PAGE TEXT START
His distraught wife Ady Carrillo stayed behind in the studio apartment they rented in Los Angeles, but the 48-year-old isn’t just awaiting his return home — she’s taking action.

Carrillo has joined the “Cancel Rent” movement, which is gathering steam with protests across the United States as Americans hit hard by the coronavirus pandemic pile up debts.

Activists want landlords to suspend rent obligations for those in the most dire straits, having lost their jobs in the economic chaos sparked by the virus crisis.

Like the 31-year-old Acero, who is now at boot camp, many have been forced to resort to extreme measures.

“It’s been three months since we were able to make rent — the only choice my husband had left was to join the army,” Carrillo told AFP, bursting into tears.

“I’m scared they’ll send him away from me” on an overseas deployment, she said. “If he dies, I die with him.”

– Housing as ‘human right’ – With tens of millions of Americans out of work because of the pandemic, federal, state and local authorities temporarily suspended evictions on tenants who cannot make rent.

But many worry about what happens when those concessions run out.

Over the past week, the Los Angeles County Sheriff’s Department has resumed evictions ordered before March when the lockdowns began, local media have reported.

In the city’s Chinatown neighborhood on Monday, a small group of protesters including Carrillo rallied and marched on City Hall, demanding answers.

“Cancel rent!” “Housing is a human right!” community organizer Annie Shaw yelled into a megaphone.

“We demand strong measures like canceling rents,” Shaw said. “Canceling rent will protect the community.”

Los Angeles has the sixth-highest rents in the country, according to a ranking by the real estate site Zumper, trailing behind cities like San Francisco and New York.

“It’s been so hard for me to make rent during the pandemic,” said Rosa Hernandez, who also attended Monday’s rally.

“I am an independent cleaner, and used to make $700 a week. Now I make only $100 to $200 a week. If there is food on the table, there is no extra money for rent.”

– ‘We are not going to pay’ – Demonstrations and “rent strikes” by the “Cancel Rent” movement have been staged in various cities across the country since the start of the virus epidemic, which has so far left more than 164,000 Americans dead.

“We are not going to pay,” said Lydia Nicholson, an organizer of the LA Tenants Union.

“I don’t think it’s going to be pretty at all for anyone if they make us do something that we just obviously can’t do.”

Los Angeles prosecutors have said large-scale rent forgiveness is out of the question, and would cost the city more than $1 billion in compensation to landlords, according to a memo seen by the Los Angeles Times.

Mayor Eric Garcetti’s office did not respond to an AFP request for comment for this story.

For their part, landlords say freezing rents would not only affect the upkeep of their properties but would also impact the payment of taxes, which are key to the city budget, as well as mortgages.

Suspending rent payments is “just shifting the debt up the food chain,” said Jay Martin, director of a group that represents owners of rent-controlled properties in New York.

He said that many landlords “are working with [tenants], they are forgiving parts of the rent.”

“A tenant that can pay partial rent is better than a tenant who can pay no rent,” Martin said.

But the situation only appears set to get worse as federal supplementary support of $600 a week for the unemployed has now expired.

“I’ll have to go sleep under a bridge,” said Joaquin Gutierrez, 63 who has been out of work since February.

Gutierrez had been planning on returning to his native El Salvador when the coronavirus broke out and left him stranded in the United States.

Now, he does not have money to buy food, much less the $500 needed to pay the rent on his room in LA’s Van Nuys neighborhood.

“The only solution is for me to leave,” Gutierrez said, calling on the government of El Salvador to repatriate him.
PAGE TEXT END
§ **WHAT NEEDS TO BE DONE**
In the article on the Cancel Rent movement, do these statements agree with it? Answer yes or no for each, quoting the deciding words. (a) Los Angeles has the highest rents in the United States. (b) Rosa Hernandez once earned $700 a week. (c) Joaquin Gutierrez has been out of work since March. The listing is not needed for this work.
MATERIAL SUPPLIED START
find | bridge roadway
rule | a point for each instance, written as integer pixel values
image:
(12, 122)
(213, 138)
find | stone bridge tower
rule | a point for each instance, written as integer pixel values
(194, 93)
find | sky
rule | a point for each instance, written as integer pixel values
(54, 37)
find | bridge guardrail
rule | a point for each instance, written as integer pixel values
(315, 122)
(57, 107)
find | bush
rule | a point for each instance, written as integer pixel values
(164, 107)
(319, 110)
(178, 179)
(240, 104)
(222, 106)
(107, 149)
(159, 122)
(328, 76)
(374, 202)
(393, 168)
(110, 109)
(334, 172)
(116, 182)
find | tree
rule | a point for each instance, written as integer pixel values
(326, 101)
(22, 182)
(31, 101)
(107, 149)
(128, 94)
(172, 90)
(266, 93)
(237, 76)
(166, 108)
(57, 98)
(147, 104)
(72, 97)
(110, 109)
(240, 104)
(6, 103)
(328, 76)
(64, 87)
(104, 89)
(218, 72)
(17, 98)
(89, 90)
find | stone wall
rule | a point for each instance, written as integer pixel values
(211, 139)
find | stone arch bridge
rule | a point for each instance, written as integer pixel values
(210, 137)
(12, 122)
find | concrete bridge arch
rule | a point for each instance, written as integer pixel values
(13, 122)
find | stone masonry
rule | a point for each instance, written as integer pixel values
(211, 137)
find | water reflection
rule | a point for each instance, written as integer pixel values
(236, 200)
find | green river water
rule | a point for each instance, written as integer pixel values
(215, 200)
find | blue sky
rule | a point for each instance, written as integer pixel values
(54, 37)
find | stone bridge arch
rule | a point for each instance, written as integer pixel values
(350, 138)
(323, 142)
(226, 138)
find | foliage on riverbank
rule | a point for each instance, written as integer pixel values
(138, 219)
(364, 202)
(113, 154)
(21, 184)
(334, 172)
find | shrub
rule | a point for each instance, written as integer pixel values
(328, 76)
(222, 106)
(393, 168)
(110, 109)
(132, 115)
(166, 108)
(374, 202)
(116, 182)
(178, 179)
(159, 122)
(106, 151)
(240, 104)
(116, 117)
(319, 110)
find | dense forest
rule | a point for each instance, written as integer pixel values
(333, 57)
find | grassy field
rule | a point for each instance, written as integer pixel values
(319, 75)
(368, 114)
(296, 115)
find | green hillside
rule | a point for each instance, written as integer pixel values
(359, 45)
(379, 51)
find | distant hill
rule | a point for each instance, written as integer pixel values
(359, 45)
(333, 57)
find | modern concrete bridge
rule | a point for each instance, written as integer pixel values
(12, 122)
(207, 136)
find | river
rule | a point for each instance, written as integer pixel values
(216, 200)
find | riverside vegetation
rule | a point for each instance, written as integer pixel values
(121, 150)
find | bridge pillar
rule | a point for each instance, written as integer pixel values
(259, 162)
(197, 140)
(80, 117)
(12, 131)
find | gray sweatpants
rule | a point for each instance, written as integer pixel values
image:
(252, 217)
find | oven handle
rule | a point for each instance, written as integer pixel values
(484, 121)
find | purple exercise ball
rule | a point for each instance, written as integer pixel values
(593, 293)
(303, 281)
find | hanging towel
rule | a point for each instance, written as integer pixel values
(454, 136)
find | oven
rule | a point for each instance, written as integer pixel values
MATERIAL SUPPLIED END
§ **YOUR RESPONSE**
(a) No: "Los Angeles has the sixth-highest rents in the country"
(b) Yes: "used to make $700 a week"
(c) No: "who has been out of work since February"